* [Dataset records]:
** start **

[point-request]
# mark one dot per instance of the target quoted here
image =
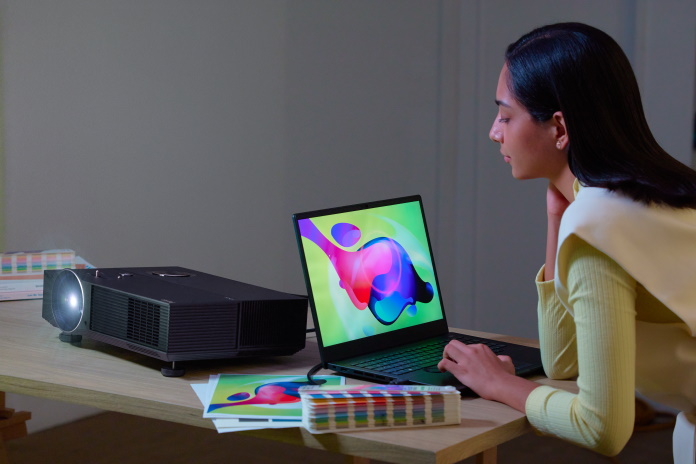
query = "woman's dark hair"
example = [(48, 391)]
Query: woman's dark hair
[(582, 72)]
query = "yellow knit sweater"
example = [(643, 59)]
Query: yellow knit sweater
[(615, 337)]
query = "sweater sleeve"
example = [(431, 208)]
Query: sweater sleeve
[(600, 416)]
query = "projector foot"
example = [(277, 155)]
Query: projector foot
[(69, 338), (173, 371)]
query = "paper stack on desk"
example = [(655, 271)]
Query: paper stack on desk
[(326, 408), (237, 402)]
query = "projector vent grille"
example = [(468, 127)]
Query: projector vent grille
[(143, 322), (265, 324), (128, 318)]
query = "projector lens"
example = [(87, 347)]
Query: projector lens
[(67, 300)]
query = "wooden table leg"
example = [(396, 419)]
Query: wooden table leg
[(489, 456), (12, 425), (3, 453)]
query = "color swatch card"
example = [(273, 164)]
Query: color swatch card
[(326, 408), (243, 402)]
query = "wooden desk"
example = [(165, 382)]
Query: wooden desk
[(34, 362)]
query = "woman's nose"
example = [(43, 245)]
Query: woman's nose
[(495, 134)]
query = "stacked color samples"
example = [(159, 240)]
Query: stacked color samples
[(327, 408)]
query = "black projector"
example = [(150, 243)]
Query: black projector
[(174, 314)]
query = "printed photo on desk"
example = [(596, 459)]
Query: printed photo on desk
[(258, 396)]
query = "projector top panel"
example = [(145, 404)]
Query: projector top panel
[(178, 285)]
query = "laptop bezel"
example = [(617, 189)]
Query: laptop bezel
[(362, 346)]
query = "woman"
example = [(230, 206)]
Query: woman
[(617, 292)]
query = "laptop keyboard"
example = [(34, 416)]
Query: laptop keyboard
[(421, 356)]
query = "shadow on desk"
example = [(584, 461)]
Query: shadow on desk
[(113, 438)]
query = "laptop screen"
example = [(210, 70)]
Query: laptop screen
[(369, 269)]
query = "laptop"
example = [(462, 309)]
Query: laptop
[(375, 298)]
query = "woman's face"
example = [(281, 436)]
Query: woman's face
[(529, 146)]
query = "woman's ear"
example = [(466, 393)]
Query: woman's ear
[(560, 133)]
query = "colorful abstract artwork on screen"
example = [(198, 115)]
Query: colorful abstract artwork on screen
[(373, 268)]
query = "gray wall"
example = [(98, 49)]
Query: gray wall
[(187, 132)]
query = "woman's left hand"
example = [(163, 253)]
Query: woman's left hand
[(477, 367)]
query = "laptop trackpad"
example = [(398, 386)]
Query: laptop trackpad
[(432, 376)]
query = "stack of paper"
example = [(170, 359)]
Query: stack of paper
[(326, 408), (21, 272), (238, 402)]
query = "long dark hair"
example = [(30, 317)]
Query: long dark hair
[(582, 72)]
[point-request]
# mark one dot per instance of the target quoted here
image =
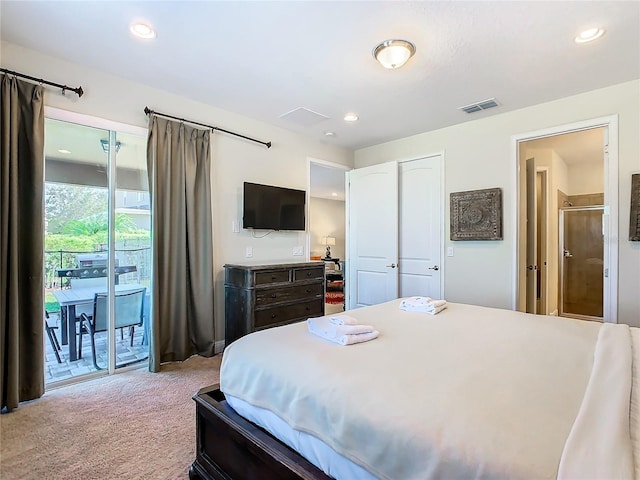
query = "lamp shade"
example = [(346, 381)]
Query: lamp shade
[(394, 53), (328, 240)]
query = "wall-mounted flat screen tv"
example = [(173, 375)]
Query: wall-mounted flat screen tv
[(266, 207)]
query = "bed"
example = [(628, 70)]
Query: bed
[(472, 392)]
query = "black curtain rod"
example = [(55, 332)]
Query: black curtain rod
[(64, 88), (148, 111)]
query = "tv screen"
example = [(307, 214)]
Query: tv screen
[(267, 207)]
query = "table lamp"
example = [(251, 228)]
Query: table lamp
[(328, 241)]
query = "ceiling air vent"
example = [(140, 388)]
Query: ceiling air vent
[(479, 106)]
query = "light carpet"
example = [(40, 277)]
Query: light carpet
[(134, 425)]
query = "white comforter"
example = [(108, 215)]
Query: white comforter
[(471, 392)]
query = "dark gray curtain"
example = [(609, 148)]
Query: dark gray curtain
[(21, 241), (178, 162)]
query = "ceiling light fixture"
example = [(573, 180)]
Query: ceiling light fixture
[(589, 35), (142, 30), (105, 146), (394, 53)]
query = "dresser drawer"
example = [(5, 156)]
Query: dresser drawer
[(275, 276), (303, 310), (288, 294), (300, 274)]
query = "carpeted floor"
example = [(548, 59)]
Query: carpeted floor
[(134, 425)]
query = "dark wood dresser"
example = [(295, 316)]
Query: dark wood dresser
[(263, 296)]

** end **

* [Exercise instructions]: Copy the whole listing above word for word but do not carry over the pictures.

* [Solution to the problem]:
[point-request]
# mark one dot per instance of the target quoted here
image =
query = "woman's dark hair"
example = [(48, 391)]
Query: woman's dark hair
[(582, 72)]
query = "yellow knit sweater"
example = [(643, 59)]
Query: yellow knit sweater
[(615, 337)]
query = "sweater sleeve"
example = [(431, 208)]
Query: sweater sleeve
[(600, 416)]
query = "projector foot"
example = [(277, 155)]
Query: projector foot
[(69, 338), (173, 371)]
query = "paper stack on desk"
example = [(655, 271)]
Query: paper stack on desk
[(326, 408), (237, 402)]
query = "projector vent grille"
example = [(468, 127)]
Query: projector vent grille
[(143, 322), (265, 324), (128, 318)]
query = "projector lens"
example = [(87, 347)]
Query: projector lens
[(67, 300)]
query = "wooden table leg"
example = [(396, 419)]
Query: wooden table leg
[(489, 456), (12, 425), (3, 453)]
query = "color swatch card"
example = [(273, 164)]
Query: color swatch card
[(326, 408), (243, 402)]
query = "wooden desk"
example = [(165, 382)]
Query: wooden desk
[(34, 362)]
query = "woman's nose"
example = [(43, 245)]
Query: woman's nose
[(495, 134)]
query = "stacked color samples"
example = [(159, 240)]
Query: stacked color samples
[(327, 408)]
query = "black projector"
example = [(150, 243)]
Query: black projector
[(174, 314)]
query = "printed photo on desk"
example = [(596, 459)]
Query: printed photo on desk
[(258, 396)]
query = "projector top panel"
example = [(145, 404)]
Query: projector top panel
[(178, 285)]
query = "laptop bezel"
example = [(617, 189)]
Query: laptop bezel
[(362, 346)]
query = "woman"
example = [(230, 206)]
Query: woman
[(617, 292)]
query = "laptop keyboard"
example = [(34, 416)]
Query: laptop keyboard
[(421, 356)]
query = "shadow on desk"
example = [(584, 461)]
Query: shadow on desk
[(113, 438)]
query = "laptop screen"
example = [(210, 70)]
Query: laptop screen
[(369, 269)]
query = "laptop"
example = [(462, 309)]
Query: laptop
[(375, 298)]
query = "woman's face"
example = [(281, 436)]
Query: woman's face
[(529, 146)]
query = "woman's ear"
example = [(466, 393)]
Query: woman's ear
[(560, 133)]
query = "colorful abstract artwork on screen"
example = [(198, 115)]
Query: colorful abstract artwork on screen
[(373, 268)]
query = "gray wall"
example = [(98, 49)]
Query: gray wall
[(187, 132)]
query = "woman's left hand"
example = [(163, 253)]
Query: woman's left hand
[(477, 367)]
query = "laptop trackpad"
example = [(398, 386)]
Query: laptop trackpad
[(432, 376)]
query = "stack of paper"
example = [(170, 359)]
Query: stack of paper
[(326, 408), (21, 272), (238, 402)]
query = "long dark hair"
example = [(30, 317)]
Query: long dark hair
[(582, 72)]
[point-request]
# mark one dot per instance of the target quoted here
image =
query = "lamp shade"
example = [(346, 381)]
Query: lamp shade
[(394, 53), (328, 240)]
query = "wall-mounted flat screen tv"
example = [(173, 375)]
Query: wall-mounted flat screen tv
[(266, 207)]
query = "bed"
example = [(628, 70)]
Query: bed
[(472, 392)]
query = "black curtain rod"
example = [(55, 332)]
Query: black curtain rod
[(64, 88), (148, 111)]
query = "tv screen"
example = [(307, 214)]
Query: tv screen
[(267, 207)]
query = "table lamp"
example = [(251, 228)]
Query: table lamp
[(328, 241)]
query = "ceiling air vent"
example = [(140, 388)]
Query: ceiling air vent
[(479, 106)]
query = "light carpet"
example = [(40, 277)]
Query: light carpet
[(134, 425)]
query = "white comforter"
example = [(108, 215)]
Query: white comforter
[(471, 392)]
query = "dark gray curtain"
example = [(609, 148)]
Query: dark gray curtain
[(21, 241), (178, 162)]
query = "ceiling light fixture"
example = [(573, 180)]
Query: ceiling light fixture
[(589, 35), (142, 30), (105, 146), (394, 53)]
query = "dresser drawer"
example = [(5, 156)]
Query: dresser drawer
[(275, 276), (303, 310), (288, 294), (300, 274)]
query = "carpeted floor"
example = [(548, 59)]
Query: carpeted floor
[(134, 425)]
query = "dark wood dresser"
example = [(295, 316)]
Query: dark wood dresser
[(263, 296)]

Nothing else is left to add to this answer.